- Document text:
*** Block opens ***

Queen Bee
Yesterday I spent much time sorting out my petrol strimmer and attacking the nettles and weeds around the edge of the vegetable plot. It's the only area I am allowed to tidy up in the garden, the rest is Angie's contribution to "nature". I am though thinking of rebellion, the idea of the millions of thistle seeds blowing in the wind in a week or two are filling me with horror.
However, I stuck to the bees today and was sure I would be harvesting copious amounts of honey. The bees had other ideas. There was at the very best two frames I could have used perhaps enough for one jar and certainly not enough to even consider getting all the equipment out. So I left them.
Not even the strongest colony which I had put an extra box of "honey only" frames on was anywhere near getting filled up. Not a single frame was even fully built with the wax frame.
Instead, the girls are concentrating fully on making "brood" frames, which are the ones that the queen fills with eggs and ensures the next generation. Understandable when one knows a worker bee only lives 6 weeks in summer before it dies of exhaustion.
My plan is now to simply forget a summer honey supply and hope that the numbers will be sufficient to make it a bumper "honeydew" season which will start soon.
I thought it might be interesting to show some of what the Queen Bee does. I have the luck that the two hives I initially got (now doubled "thanks" to swarming) had Queens who had been marked with a little drop of paint. Universally, beekeepers have a colour system. As a Queen bee lives no more than 5 years, there are 5 colours used in sequence to show the birth year. That way a beekeeper can a) spot the Queen quickly and b) when she is getting older and the "performance" is falling, he can determine the age and consider replacing her with a young Queen. 2017 the colour was yellow.

*** Block closes ***

- Exercise A: Decide whether each statement agrees with the beekeeping post. For each one, answer yes or no and quote the exact words of the post that decide it: (i) The strongest colony had nearly filled its extra box of honey frames. (ii) In summer a worker bee lives only 6 weeks. (iii) The marking color for 2017 was yellow.
- Exercise B: Reproduce word for word the part of the beekeeping post from "However, I stuck" to "will start soon.".
The data that come next are separate material and stand apart from the beekeeping post.

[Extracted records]

*** Block opens ***

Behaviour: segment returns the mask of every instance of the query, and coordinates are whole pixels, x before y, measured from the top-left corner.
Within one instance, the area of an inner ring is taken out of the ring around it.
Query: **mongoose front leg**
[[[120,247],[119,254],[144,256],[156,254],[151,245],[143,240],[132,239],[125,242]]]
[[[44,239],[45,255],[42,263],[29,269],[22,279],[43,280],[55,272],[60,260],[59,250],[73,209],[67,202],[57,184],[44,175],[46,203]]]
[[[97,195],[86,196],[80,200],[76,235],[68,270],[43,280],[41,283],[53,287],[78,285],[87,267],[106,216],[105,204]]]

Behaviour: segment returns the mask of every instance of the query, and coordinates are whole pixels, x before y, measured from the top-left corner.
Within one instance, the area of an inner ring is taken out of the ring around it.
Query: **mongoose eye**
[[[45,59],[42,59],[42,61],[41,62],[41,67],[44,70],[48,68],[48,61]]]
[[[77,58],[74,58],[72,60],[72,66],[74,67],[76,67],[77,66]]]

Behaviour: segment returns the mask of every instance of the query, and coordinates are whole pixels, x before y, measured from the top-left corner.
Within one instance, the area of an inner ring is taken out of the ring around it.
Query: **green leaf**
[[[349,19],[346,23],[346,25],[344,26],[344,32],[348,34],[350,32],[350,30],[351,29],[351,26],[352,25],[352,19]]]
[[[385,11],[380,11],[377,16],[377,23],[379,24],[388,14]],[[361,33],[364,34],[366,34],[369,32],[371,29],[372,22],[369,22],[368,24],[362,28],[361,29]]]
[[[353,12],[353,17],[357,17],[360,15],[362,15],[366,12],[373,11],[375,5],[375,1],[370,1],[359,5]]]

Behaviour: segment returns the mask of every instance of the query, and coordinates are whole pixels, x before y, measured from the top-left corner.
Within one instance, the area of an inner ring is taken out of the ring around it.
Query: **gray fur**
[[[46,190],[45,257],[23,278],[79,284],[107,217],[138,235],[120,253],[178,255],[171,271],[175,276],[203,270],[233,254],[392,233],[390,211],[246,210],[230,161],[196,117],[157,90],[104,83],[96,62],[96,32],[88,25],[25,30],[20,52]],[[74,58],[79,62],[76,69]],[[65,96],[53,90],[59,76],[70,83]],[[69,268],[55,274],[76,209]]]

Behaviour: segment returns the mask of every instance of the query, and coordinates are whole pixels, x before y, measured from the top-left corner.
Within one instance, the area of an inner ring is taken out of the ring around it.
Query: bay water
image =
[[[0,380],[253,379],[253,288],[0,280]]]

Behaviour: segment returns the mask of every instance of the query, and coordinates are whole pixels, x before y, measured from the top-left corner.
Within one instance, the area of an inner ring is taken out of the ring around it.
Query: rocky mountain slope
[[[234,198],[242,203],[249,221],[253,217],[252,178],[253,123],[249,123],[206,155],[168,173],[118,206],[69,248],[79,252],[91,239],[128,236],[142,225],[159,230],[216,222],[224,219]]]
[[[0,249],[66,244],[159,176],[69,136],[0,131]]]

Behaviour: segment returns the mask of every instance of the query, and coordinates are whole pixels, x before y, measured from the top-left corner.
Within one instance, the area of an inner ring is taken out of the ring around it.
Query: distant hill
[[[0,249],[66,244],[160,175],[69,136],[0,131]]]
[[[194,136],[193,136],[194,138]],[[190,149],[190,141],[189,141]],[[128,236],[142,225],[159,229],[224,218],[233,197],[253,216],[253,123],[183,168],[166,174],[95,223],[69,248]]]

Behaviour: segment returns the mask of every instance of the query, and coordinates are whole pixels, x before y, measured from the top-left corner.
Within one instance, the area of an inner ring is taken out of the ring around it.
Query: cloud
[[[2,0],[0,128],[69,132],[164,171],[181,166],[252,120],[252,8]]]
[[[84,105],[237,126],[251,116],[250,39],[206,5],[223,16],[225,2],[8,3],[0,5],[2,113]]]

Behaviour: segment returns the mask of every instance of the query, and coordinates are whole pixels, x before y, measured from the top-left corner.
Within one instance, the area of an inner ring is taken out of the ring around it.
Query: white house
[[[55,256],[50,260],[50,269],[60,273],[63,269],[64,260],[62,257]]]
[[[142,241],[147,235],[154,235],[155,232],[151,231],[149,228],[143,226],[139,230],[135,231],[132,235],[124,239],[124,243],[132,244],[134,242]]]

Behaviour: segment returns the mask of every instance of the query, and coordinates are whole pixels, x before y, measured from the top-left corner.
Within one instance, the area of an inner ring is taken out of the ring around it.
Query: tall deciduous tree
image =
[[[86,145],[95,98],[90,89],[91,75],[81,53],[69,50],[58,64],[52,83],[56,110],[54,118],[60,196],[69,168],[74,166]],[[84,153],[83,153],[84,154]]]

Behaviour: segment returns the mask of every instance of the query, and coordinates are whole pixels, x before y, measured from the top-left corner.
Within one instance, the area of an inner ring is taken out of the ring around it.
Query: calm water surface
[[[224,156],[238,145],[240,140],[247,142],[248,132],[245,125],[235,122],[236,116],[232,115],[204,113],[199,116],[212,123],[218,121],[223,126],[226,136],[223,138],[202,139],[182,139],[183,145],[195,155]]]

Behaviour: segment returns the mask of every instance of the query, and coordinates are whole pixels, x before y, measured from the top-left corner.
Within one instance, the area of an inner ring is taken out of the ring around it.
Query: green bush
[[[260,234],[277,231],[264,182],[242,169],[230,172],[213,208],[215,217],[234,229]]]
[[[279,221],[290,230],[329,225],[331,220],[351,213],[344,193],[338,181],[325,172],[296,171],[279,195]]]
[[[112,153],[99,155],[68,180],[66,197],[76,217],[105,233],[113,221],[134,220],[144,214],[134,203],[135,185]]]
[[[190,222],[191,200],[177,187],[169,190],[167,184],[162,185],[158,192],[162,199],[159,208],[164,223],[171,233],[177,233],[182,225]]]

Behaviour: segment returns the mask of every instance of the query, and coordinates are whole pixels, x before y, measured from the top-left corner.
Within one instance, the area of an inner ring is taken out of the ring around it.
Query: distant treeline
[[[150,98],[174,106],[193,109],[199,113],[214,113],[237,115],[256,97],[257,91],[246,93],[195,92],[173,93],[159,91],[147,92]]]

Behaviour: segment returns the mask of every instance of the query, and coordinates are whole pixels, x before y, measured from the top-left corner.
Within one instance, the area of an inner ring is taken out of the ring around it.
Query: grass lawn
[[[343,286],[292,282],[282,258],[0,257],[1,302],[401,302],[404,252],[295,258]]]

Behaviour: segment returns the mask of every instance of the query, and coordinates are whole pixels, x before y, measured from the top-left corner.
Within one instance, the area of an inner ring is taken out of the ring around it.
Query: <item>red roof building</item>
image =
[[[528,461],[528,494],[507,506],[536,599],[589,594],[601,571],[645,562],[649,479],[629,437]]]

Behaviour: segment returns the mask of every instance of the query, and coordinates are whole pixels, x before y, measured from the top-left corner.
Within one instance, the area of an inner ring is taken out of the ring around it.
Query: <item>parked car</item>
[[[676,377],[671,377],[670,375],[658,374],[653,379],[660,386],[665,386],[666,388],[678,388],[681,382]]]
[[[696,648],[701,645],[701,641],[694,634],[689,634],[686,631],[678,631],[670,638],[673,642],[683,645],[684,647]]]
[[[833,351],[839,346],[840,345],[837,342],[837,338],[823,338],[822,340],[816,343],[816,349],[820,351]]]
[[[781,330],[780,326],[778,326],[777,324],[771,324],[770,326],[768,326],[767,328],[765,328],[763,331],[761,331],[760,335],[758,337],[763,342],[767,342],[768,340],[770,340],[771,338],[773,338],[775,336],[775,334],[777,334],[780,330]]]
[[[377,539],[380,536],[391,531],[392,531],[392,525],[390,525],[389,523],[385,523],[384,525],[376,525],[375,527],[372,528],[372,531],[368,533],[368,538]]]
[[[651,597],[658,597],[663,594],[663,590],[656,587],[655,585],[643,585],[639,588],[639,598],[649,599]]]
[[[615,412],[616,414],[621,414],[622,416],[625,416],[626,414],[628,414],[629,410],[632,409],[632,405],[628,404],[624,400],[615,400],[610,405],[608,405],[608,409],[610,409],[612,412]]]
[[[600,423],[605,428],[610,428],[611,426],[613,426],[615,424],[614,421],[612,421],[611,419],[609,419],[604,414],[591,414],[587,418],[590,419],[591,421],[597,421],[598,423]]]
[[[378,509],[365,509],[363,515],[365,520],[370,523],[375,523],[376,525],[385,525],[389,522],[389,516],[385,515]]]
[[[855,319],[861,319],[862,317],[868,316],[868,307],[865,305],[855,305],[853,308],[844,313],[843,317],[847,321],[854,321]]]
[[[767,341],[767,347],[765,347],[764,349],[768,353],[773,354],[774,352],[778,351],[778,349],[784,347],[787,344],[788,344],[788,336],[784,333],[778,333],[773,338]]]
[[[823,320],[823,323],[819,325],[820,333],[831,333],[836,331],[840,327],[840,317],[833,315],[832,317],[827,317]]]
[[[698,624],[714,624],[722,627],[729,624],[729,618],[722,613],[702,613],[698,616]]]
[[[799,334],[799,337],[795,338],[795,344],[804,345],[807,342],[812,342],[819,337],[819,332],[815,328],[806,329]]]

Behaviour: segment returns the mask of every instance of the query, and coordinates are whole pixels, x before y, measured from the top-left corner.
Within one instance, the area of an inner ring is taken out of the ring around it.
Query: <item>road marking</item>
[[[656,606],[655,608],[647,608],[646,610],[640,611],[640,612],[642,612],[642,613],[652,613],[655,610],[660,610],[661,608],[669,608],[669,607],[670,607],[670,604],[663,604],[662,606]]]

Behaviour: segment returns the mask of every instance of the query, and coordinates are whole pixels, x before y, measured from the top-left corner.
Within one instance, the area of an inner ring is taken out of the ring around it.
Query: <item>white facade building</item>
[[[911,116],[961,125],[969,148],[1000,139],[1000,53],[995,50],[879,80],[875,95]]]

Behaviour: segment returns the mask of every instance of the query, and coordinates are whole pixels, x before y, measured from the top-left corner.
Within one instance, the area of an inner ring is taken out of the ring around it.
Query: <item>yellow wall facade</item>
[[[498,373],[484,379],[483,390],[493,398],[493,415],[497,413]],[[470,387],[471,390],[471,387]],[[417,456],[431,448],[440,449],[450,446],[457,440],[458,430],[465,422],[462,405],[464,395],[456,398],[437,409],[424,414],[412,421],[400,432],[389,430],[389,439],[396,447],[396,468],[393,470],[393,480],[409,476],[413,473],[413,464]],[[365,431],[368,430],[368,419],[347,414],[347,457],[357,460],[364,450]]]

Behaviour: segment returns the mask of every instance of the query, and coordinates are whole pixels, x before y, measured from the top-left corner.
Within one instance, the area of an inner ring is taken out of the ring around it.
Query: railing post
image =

*** Block closes ***

- Answer space A:
(i) No: "Not even the strongest colony which I had put an extra box of "honey only" frames on was anywhere near getting filled up."
(ii) Yes: "a worker bee only lives 6 weeks in summer before it dies of exhaustion"
(iii) Yes: "2017 the colour was yellow."

- Answer space B:
However, I stuck to the bees today and was sure I would be harvesting copious amounts of honey. The bees had other ideas. There was at the very best two frames I could have used perhaps enough for one jar and certainly not enough to even consider getting all the equipment out. So I left them.
Not even the strongest colony which I had put an extra box of "honey only" frames on was anywhere near getting filled up. Not a single frame was even fully built with the wax frame.
Instead, the girls are concentrating fully on making "brood" frames, which are the ones that the queen fills with eggs and ensures the next generation. Understandable when one knows a worker bee only lives 6 weeks in summer before it dies of exhaustion.
My plan is now to simply forget a summer honey supply and hope that the numbers will be sufficient to make it a bumper "honeydew" season which will start soon.